#### WRITTEN PROBLEM:
Reproduce the data below from the line with "the boat hull" up to and including the line with "x=131, y=25", keeping the requests unchanged and multiplying every coordinate in the answers by 0.2, rounded to whole numbers with halves going up. Output only those lines.

#### PROVIDED RECORDS:
•••

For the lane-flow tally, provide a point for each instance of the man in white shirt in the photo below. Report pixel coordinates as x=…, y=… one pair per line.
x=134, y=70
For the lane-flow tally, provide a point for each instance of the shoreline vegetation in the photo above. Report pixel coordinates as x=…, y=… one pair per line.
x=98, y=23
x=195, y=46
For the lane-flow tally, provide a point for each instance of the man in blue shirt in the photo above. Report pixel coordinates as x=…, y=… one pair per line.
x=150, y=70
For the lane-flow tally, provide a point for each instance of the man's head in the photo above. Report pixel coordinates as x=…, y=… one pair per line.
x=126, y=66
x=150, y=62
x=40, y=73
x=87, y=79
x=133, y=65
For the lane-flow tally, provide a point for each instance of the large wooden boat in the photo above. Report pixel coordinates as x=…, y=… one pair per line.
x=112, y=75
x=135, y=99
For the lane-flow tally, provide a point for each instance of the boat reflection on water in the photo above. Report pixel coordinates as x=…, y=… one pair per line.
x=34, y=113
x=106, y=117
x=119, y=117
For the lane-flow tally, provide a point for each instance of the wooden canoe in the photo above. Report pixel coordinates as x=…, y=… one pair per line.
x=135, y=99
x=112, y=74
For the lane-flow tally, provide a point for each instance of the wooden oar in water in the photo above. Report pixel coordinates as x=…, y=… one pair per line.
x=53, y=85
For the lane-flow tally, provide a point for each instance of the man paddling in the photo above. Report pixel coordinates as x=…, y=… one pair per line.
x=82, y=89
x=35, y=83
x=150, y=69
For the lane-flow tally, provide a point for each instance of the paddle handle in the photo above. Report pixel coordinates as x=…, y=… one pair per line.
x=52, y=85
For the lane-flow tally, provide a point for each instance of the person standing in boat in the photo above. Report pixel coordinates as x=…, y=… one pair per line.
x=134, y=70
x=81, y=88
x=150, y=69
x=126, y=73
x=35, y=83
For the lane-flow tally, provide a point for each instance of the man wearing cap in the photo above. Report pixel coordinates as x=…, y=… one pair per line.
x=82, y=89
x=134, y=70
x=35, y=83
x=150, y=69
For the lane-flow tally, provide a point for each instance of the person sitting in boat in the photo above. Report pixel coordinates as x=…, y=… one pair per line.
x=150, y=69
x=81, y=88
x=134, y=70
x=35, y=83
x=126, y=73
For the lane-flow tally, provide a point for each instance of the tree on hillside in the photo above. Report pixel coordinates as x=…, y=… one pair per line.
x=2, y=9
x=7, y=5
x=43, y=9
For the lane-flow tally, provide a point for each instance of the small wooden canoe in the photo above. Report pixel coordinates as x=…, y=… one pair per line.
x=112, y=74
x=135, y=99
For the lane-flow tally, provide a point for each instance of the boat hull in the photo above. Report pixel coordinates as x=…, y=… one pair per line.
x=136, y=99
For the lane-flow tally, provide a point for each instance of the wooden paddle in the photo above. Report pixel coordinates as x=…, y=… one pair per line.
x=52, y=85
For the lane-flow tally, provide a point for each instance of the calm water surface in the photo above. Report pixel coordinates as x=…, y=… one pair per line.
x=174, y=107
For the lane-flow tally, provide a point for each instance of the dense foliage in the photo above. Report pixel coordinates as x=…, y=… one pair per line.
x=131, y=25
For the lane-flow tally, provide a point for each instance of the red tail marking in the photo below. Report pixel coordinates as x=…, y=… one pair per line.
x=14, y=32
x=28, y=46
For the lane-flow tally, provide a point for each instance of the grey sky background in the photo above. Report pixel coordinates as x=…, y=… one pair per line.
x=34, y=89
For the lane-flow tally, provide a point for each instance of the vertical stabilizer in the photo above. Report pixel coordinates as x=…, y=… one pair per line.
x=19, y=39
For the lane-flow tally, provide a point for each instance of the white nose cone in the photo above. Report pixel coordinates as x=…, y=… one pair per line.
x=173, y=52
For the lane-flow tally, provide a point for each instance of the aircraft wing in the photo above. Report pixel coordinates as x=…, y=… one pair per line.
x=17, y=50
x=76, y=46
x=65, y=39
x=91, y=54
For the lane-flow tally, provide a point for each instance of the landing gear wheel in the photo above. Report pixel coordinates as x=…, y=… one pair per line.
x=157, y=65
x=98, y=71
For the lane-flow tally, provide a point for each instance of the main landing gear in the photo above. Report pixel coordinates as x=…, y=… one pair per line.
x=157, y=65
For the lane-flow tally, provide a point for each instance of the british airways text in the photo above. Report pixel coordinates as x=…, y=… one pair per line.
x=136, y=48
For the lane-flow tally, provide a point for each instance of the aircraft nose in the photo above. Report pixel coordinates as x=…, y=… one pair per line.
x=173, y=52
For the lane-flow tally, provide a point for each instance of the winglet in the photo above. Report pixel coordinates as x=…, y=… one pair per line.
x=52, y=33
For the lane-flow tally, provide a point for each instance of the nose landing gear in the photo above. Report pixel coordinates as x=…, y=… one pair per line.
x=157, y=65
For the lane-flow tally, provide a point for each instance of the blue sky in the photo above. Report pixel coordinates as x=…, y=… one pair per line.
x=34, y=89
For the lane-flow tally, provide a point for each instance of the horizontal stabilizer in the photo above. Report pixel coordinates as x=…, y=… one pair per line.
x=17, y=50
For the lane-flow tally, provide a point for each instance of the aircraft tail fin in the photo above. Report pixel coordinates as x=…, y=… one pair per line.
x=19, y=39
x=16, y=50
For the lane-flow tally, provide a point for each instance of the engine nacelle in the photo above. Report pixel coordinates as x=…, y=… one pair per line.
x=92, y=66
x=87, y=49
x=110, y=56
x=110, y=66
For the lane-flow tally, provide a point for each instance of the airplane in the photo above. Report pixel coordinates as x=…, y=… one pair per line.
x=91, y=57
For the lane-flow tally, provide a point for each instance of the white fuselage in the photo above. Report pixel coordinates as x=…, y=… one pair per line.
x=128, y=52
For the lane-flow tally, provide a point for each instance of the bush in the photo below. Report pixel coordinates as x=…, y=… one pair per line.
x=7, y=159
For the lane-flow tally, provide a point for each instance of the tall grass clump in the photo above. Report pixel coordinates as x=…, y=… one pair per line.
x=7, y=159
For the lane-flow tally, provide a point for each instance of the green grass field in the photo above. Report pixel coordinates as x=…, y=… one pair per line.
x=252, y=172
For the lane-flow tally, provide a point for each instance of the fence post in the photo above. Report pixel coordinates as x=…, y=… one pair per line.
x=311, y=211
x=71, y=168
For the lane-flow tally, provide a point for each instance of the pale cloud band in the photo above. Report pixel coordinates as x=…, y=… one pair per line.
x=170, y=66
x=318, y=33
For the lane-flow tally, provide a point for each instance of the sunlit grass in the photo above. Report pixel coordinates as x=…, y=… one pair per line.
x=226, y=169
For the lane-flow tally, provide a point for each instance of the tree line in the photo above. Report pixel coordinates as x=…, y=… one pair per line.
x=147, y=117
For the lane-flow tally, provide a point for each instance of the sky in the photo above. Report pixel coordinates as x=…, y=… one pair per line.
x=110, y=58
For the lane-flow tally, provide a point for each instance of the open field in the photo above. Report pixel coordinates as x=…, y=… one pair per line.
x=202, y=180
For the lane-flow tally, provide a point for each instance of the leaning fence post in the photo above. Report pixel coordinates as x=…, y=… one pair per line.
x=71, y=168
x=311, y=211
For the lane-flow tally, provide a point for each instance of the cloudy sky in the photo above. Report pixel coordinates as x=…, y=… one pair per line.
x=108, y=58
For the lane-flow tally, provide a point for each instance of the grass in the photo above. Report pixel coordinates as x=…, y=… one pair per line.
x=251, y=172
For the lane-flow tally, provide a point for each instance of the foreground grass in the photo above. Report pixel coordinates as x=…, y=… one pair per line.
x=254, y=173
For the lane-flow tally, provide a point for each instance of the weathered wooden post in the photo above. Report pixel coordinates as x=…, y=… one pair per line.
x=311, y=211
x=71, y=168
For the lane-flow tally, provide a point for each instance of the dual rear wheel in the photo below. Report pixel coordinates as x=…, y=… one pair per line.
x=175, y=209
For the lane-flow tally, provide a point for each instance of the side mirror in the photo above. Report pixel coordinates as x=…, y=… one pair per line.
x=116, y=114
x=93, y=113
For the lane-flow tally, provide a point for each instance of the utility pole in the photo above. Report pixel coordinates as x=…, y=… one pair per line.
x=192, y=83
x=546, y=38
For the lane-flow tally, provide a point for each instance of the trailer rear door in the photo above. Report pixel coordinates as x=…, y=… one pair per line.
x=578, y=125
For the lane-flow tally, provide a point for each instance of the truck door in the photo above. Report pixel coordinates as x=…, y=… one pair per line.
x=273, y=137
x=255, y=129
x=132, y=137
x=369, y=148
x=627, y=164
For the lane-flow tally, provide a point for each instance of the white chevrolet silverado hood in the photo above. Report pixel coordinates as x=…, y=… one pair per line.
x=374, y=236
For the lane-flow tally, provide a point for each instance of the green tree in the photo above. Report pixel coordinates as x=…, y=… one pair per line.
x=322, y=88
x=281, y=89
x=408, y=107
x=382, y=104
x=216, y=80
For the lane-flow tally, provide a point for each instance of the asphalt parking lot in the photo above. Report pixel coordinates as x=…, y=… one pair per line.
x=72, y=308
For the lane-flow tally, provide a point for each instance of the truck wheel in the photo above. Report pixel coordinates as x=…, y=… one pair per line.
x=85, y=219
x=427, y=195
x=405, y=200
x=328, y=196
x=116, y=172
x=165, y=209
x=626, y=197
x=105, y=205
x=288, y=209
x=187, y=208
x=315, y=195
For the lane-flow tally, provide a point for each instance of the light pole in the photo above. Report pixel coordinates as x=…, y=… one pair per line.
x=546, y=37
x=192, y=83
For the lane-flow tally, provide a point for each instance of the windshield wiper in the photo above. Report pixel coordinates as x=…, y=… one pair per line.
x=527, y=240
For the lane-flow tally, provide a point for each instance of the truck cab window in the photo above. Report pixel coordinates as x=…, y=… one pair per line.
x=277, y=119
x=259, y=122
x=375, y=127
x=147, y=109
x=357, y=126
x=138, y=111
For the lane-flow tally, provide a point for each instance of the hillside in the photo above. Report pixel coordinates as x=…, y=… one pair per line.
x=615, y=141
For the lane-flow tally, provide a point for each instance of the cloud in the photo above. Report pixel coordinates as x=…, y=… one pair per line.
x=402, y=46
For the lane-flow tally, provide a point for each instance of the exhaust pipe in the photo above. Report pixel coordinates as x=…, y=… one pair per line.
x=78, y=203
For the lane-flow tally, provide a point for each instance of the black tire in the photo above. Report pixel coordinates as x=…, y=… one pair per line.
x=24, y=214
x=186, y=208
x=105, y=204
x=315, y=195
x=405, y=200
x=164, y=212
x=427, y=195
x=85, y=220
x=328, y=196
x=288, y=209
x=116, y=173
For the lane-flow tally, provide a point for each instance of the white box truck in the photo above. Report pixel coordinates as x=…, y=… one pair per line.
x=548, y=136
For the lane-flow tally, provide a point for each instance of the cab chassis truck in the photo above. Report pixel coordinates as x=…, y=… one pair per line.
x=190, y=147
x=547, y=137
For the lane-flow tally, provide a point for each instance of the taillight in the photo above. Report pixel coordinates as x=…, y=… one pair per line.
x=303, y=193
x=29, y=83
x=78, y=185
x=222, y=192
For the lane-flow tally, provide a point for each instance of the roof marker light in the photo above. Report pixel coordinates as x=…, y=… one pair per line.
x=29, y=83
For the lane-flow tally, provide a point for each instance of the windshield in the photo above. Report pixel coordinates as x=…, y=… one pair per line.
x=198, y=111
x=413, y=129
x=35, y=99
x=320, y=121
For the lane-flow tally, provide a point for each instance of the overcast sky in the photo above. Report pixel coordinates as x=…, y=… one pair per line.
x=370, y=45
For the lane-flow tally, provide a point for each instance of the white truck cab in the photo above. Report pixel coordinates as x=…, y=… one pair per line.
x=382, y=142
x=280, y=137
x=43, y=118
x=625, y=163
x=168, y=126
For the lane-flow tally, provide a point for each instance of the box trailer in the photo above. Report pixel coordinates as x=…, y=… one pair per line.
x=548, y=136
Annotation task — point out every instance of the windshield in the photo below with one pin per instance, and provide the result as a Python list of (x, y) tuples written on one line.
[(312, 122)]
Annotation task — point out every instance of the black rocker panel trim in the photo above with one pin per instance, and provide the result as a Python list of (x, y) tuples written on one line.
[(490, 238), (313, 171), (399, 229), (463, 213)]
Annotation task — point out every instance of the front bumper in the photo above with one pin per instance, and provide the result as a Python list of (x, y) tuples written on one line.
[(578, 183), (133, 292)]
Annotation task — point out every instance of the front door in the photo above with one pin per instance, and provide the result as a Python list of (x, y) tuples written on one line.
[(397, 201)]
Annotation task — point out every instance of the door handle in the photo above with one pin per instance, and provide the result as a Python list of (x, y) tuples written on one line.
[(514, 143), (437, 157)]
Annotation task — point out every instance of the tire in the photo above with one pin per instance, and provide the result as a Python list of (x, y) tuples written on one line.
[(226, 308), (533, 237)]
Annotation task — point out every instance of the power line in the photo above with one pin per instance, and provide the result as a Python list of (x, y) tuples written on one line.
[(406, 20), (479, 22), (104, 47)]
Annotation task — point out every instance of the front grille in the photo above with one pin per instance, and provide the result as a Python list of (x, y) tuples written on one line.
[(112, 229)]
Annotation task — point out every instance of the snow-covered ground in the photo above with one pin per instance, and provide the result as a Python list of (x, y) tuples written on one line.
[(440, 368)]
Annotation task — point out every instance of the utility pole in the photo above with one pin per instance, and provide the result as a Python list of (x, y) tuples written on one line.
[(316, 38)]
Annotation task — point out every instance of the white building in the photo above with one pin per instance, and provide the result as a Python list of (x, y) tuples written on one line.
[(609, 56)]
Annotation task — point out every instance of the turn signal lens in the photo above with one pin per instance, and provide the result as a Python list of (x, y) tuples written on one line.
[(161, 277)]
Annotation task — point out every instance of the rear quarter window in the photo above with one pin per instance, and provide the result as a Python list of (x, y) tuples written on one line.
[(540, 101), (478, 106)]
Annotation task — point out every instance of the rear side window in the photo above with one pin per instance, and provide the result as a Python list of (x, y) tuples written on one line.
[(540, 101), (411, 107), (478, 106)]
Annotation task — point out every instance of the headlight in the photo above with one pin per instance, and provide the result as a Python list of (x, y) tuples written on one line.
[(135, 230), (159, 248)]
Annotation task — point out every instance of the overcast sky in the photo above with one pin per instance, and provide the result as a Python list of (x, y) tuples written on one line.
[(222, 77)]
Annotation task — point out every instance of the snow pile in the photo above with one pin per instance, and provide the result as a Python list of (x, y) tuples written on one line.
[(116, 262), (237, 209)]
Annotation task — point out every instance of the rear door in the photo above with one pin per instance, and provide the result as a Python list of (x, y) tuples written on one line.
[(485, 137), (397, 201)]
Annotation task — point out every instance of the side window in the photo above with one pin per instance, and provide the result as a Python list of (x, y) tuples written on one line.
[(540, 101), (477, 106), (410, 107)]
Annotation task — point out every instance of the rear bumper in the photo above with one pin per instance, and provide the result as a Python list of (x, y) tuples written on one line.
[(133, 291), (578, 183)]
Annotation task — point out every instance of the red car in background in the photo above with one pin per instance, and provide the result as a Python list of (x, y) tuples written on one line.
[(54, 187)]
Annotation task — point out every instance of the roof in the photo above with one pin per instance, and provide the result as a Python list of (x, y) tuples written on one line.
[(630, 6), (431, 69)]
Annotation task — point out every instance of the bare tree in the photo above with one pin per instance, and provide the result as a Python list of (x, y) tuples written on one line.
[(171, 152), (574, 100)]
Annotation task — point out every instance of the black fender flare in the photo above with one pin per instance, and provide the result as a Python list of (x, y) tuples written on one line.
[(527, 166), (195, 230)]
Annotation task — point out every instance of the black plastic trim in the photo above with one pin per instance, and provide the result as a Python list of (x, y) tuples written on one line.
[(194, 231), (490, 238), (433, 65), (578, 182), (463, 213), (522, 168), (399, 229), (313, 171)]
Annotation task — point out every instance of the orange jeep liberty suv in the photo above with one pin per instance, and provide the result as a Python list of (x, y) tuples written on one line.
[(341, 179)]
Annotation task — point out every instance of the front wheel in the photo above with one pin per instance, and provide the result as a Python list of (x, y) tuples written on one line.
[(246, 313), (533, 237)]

•••

#### EXERCISE RESULT:
For the lane-flow tally, provide a point for each instance of the boat hull in the photo above. Report pixel coordinates as x=…, y=… one pair per line.
x=27, y=20
For the lane-flow tally, provide a point for each instance of the wooden paddle in the photo above. Report pixel coordinates as x=…, y=… one pair per line.
x=10, y=17
For the lane-flow tally, provide a point for each instance of the calm water surface in the photo above. Report pixel coordinates as x=…, y=… one pair per line.
x=35, y=21
For the lane-flow tally, provide a point for each instance of the dense foliage in the photo above. Report pixel coordinates as x=…, y=… one pair per line.
x=26, y=5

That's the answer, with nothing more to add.